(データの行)
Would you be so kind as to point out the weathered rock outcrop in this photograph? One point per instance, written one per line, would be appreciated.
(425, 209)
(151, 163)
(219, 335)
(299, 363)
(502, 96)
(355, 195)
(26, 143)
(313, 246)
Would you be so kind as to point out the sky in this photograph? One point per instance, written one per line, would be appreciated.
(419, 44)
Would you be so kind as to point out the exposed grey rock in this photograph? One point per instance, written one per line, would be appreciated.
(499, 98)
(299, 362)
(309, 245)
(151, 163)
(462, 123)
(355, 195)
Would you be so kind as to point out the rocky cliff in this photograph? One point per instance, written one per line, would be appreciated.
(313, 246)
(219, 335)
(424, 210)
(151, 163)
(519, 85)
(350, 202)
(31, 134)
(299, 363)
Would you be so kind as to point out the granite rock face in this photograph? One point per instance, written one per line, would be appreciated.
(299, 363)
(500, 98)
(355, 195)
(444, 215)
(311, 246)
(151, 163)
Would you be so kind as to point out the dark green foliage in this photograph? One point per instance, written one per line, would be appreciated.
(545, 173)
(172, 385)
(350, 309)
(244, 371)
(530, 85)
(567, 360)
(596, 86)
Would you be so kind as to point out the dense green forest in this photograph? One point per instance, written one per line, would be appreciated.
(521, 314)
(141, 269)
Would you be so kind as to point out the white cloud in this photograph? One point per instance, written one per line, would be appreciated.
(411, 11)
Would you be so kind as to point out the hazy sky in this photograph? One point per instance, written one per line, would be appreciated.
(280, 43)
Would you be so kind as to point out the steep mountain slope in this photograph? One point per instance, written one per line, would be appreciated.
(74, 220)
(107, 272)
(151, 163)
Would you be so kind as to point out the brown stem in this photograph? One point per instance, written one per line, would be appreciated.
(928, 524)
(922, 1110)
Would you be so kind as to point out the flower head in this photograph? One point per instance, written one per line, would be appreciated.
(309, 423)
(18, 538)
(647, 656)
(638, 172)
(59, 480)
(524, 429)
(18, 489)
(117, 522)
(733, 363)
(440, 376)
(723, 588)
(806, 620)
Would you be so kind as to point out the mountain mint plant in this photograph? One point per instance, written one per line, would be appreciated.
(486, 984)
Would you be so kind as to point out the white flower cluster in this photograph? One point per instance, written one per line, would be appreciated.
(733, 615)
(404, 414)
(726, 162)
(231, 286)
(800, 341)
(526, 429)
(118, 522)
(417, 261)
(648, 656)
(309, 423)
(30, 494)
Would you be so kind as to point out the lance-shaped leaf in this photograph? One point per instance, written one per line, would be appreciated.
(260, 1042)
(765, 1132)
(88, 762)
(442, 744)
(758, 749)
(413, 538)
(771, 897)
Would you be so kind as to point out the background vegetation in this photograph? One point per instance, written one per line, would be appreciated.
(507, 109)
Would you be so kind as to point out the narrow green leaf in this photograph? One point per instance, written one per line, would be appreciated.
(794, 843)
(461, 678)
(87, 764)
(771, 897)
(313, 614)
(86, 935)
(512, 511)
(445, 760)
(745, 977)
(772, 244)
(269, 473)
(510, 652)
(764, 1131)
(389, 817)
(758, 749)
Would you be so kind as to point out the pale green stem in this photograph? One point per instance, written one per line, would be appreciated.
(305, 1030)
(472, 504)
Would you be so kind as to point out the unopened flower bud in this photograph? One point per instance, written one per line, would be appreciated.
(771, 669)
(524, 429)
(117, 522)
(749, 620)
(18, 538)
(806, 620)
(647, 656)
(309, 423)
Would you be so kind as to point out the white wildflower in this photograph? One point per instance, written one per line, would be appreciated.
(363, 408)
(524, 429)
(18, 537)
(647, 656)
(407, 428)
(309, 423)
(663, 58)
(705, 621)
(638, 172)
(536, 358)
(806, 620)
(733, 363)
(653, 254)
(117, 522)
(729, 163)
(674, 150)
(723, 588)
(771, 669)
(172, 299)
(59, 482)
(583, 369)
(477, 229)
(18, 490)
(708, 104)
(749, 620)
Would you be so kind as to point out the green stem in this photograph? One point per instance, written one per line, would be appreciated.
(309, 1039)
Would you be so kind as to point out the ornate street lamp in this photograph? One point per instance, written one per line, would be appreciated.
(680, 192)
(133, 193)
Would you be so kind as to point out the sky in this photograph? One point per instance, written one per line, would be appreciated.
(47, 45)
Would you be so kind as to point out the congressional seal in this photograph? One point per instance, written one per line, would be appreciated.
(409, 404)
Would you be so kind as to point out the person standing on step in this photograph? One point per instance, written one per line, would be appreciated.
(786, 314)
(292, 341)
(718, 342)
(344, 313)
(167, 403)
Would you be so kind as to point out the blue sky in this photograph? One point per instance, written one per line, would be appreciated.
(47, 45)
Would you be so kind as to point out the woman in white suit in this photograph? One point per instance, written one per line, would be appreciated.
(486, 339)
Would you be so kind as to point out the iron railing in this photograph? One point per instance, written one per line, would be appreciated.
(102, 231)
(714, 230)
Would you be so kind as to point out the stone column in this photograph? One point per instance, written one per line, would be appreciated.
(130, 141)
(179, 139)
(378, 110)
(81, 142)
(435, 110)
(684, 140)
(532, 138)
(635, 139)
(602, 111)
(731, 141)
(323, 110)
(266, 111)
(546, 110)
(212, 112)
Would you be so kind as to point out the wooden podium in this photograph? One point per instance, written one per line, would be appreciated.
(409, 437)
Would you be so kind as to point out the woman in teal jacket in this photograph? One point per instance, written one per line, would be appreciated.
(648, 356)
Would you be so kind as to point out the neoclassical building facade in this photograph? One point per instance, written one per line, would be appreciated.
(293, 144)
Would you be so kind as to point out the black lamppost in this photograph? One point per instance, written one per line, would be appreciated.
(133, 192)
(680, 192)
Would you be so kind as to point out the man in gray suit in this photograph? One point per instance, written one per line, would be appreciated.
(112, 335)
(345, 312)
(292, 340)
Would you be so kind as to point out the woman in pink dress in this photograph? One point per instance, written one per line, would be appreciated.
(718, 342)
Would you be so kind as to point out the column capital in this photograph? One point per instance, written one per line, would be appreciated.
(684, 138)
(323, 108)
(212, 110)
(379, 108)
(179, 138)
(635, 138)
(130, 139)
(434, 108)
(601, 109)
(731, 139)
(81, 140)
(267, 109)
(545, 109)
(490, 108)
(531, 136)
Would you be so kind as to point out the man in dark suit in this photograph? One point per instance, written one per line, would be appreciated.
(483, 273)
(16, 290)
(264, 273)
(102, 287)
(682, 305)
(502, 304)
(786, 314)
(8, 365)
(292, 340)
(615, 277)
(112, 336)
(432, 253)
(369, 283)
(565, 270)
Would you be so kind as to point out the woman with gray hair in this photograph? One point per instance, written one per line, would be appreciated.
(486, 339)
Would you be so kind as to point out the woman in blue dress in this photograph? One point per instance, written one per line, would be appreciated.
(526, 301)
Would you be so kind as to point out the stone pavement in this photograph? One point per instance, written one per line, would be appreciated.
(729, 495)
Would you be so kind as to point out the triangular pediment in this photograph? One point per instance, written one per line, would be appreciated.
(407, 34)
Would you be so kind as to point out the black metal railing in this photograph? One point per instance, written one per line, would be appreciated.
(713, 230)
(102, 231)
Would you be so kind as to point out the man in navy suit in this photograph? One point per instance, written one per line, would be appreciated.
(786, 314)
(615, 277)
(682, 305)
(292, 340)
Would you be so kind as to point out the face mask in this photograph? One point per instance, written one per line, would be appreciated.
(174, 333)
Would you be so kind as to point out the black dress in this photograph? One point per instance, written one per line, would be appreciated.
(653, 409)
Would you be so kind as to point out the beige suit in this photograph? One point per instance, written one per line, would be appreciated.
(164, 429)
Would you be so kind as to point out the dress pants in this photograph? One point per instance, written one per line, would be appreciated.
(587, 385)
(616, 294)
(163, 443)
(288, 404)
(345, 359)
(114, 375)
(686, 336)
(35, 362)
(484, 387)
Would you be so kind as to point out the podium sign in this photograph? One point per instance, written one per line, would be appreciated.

短い練習 >> 「the black dress」を含む行からエントリの最後までの各行で「would be appreciated」を「is requested」に置き換えて更新し、それ以外はそのままにしてください。示すのはその範囲の行だけとします。

完成した解答 >>
Would you be so kind as to point out the black dress in this photograph? One point per instance, written one per line, is requested.
(653, 409)
Would you be so kind as to point out the beige suit in this photograph? One point per instance, written one per line, is requested.
(164, 429)
Would you be so kind as to point out the dress pants in this photograph? One point per instance, written one per line, is requested.
(587, 385)
(616, 294)
(163, 443)
(288, 404)
(345, 359)
(114, 375)
(686, 336)
(35, 362)
(484, 387)
Would you be so kind as to point out the podium sign in this photograph? One point per instance, written one per line, is requested.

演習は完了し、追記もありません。